• **Listed entries**
● ● ● ● ●

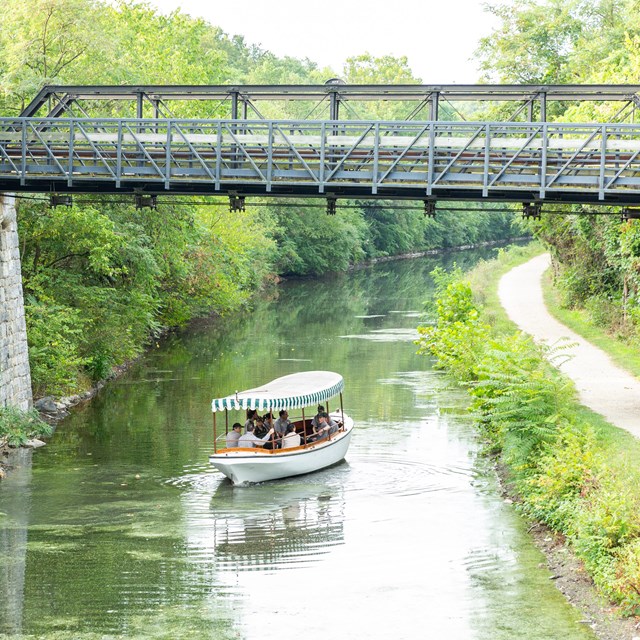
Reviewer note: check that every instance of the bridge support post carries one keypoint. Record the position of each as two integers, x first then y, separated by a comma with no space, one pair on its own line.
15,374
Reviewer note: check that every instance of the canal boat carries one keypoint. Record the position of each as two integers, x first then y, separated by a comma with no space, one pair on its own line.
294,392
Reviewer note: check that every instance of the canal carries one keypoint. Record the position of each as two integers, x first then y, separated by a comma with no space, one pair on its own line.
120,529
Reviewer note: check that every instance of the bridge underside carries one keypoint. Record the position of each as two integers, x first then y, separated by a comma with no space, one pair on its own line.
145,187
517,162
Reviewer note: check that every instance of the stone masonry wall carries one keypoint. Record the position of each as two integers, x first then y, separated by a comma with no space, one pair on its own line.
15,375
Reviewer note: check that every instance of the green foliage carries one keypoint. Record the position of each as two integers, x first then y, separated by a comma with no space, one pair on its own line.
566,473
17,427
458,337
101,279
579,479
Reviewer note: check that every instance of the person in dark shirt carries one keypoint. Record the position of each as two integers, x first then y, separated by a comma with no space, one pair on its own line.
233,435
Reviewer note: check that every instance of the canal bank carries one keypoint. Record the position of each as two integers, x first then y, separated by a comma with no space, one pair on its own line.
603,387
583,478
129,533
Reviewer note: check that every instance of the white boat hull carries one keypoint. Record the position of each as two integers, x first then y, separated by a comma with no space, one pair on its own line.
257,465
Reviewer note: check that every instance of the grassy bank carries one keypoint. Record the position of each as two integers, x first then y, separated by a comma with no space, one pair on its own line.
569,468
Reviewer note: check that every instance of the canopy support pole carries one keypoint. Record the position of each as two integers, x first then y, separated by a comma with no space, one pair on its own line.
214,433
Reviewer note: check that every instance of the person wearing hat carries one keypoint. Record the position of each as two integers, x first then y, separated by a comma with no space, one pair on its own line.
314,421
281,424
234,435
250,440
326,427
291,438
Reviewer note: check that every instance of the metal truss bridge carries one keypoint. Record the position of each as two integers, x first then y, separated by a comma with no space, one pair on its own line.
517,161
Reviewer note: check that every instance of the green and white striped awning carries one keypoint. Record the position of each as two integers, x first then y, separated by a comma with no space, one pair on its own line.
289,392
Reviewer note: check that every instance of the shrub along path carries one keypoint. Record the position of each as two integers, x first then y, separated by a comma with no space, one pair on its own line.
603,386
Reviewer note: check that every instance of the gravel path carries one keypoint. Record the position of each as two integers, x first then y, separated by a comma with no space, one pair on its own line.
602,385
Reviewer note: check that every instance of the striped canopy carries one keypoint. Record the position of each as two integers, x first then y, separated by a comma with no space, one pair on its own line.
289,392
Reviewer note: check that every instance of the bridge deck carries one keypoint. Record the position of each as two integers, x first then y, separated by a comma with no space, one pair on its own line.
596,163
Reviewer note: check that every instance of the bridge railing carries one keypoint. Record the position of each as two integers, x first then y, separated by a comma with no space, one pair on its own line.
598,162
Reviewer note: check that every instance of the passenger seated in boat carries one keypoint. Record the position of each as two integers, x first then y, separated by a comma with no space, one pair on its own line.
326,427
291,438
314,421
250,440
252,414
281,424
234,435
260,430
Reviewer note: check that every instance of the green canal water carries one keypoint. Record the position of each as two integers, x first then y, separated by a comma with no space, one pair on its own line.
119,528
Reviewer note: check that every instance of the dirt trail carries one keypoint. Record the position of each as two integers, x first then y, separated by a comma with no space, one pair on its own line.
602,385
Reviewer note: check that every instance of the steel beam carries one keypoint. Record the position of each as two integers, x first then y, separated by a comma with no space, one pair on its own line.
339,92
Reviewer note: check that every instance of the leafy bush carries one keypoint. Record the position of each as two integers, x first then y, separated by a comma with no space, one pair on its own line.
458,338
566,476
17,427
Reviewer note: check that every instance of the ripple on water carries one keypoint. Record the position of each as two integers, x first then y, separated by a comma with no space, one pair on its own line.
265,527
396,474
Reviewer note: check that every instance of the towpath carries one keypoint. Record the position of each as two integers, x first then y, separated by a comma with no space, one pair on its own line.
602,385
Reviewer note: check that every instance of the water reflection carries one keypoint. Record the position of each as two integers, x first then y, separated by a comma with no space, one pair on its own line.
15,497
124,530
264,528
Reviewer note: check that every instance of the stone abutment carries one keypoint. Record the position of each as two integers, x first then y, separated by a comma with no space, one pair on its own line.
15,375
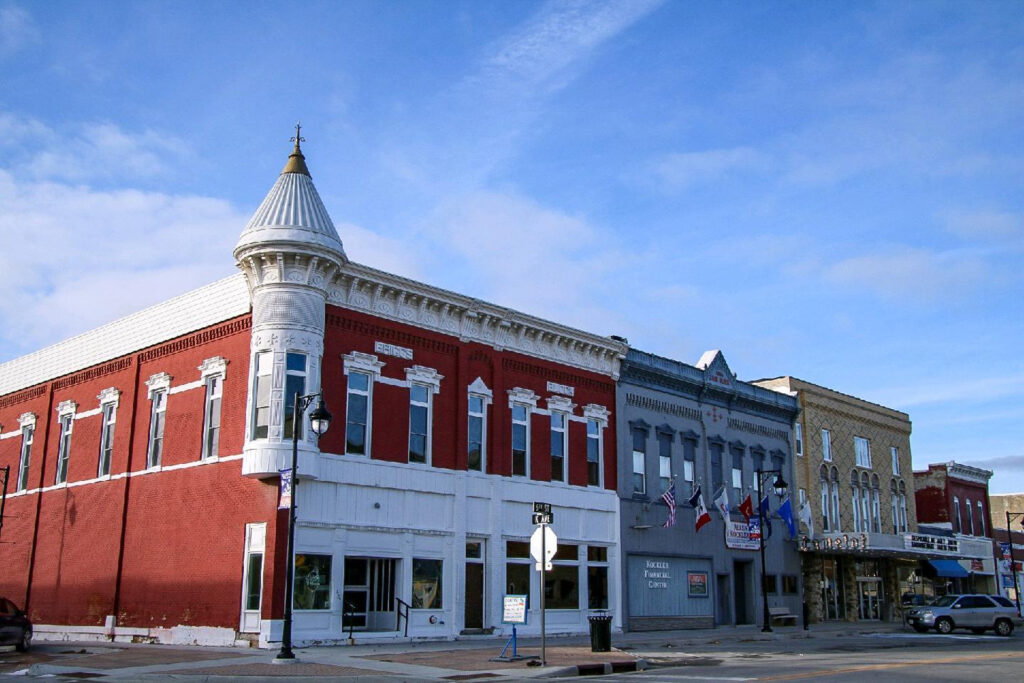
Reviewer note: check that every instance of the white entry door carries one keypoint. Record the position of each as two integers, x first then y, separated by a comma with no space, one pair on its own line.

● ● ● ● ●

• **Problem description**
Leave out the pictures and reproduce the rest of the listing exactly.

• **Response box**
Reviewer note: check that every instance of the bridge support post carries one keypoint. Record the position of each as two integers, x first then y, separated by a comma with no space, one pair on its own line.
15,374
Reviewer note: check that every instance of the canal boat carries one keypoint. Record the position of each as two integers, x first then y, separated by a comma with no space, one pair on its own line.
294,392
Reviewer note: check that every instance of the canal carries one keypoint. Record the position of each as two integers, x first then y, separated by a comma with no space, one pair on its own line.
120,529
Reviewer note: check that every instance of the bridge underside carries one keypoint. Record the position of each as two integers, x first then y, separated by a comma with no space, one pair on its own line.
145,187
517,162
Reviewer note: check that every instance of the stone masonry wall carries one keypoint. Record the position of each as two integers, x first then y, separated by a comma with no space, one pair on its own line.
15,375
Reviewer note: check that every instance of the green foliage carries one keypoint. Record the position of each as two integers, x first then y, separated by a comma with no space, one pair on its own line.
566,473
17,427
458,337
101,279
579,479
Reviewer note: check that every instance of the person in dark shirt carries one keypoint. Record the position of each as two integers, x first then y, separated by a comma with no space, one pair on its own line.
233,435
Reviewer note: check that every instance of the canal bank carries one keypoint. Record the position of each as two integers, x first then y, separated by a comma with no space, one pair on its own line.
603,387
583,478
129,533
Reviewer note: check that every instance of the white boat hull carries one keypoint. Record the position of each as two integers, x first then y, separated by a comma with no space, one pair on its own line.
257,465
Reviewer note: check that every instance of the grassy bank carries one keypoint. Record the position of each as two integers, x first then y, separated by a comma with no space, one pair on its own line.
569,468
Reviewer note: check that every instance of the canopy support pole carries one keypoint. Record the position of each as two integers, x first then y, separated by a comma with no space, one pair on its own line.
214,433
Reviewer note: check that every instance of the person wearing hat carries one keypoint. Record the position of each as two integers, x first then y, separated by a comma with no space, one pair on its own line.
314,421
281,424
234,435
250,440
326,427
291,438
Reviewer note: check that every instance of the metal truss bridge carries one keypoint. Record the position of each as two integers, x first then y, separated by a comma with no space, one pair on its own line.
517,161
Reviewer note: check that every instance of the green and white striped awning carries one keypoint. Record the position of each as two integers, x first then y, separated by a comma with no space, one pair on its own line.
289,392
Reviewer note: check that every instance of the shrub along path carries one keypoint. Record the position of each as two integers, x first then y, separated by a comma with no space, one pair on its own line.
603,386
Reviewer note: check that every instance of the gravel path carries one keypoint. Record the position of each as two integers, x first then y, separated by a comma with no space, one pair on its own line.
602,385
Reviewer note: check that every instance of the striped canopy carries one keypoint. Record the position of each as two integers, x first then y, separated by a comma with no space, one pair on its own line.
289,392
Reviewer note: check that every instance of the bridge deck carries one keypoint. Record the position of each as two integers, x first then y, separated by a comma with no space, one pair on its own line.
596,163
Reviewer note: check that every instance of the bridge railing carries one keypoint. Record the position of each as two integers, x first then y, separated by a comma with no space, one pair on its own line.
598,162
Reviewer note: check that every instance of the passenger seated in boat carries one keypoint. Record the position of each as two integers, x first then y, separated by a comma with no space, one pair on its own line.
326,427
291,438
314,421
250,440
252,414
281,424
234,435
260,430
Reviewer note: check that every instance of the green canal water carries one keypoint. Record the position of each as two integers, x first then y, separated by a comma with no space, one pair on its own line.
119,528
Reviewer note: check that every instance of the dirt trail carries one keypoint. Record the position of each as two integers, x first then y, separated by a comma with no space, one pair on its own line.
602,385
Reviewer note: check that every instance of the steel beam carries one keypoint. Record the position of each as two integers, x first then y, separated by a comma with no space, one pair on its own line.
339,92
Reviewer note: check that every instance of the leafy bush carries one keypoint. Record the position of each as two integers, x first then y, separated by a comma with no space, one pair on its own line.
458,338
566,476
17,427
Reviewer note: check that every instance of the ripple on water carries one keypoint. Record the position of each as two integers, x first then y, separated by a comma with no space, one pair on its own line.
265,527
396,474
Reviewer note: check that every instance of the towpath carries one keypoint. Record the position of each as two integers, x first then y, separated by a comma with no space, one pair on its own line.
602,385
Reviewer note: check that every instance of the water reflection carries one keypoint. Record the position of each as two integers, x first then y, separated by a comma with no space, one pair on its own line.
15,497
124,530
264,528
Reviewer note: check that every instance of the stone abutment carries one keypoint. Record the position of each as two integers, x first then y, separated by a comma with no space, one pair on its own line.
15,375
Reviewer note: check that every instance of the white entry door carries one keypoint. Record the position of each as two integers, x first then y, separated by a comma with no space, one pair on its own line.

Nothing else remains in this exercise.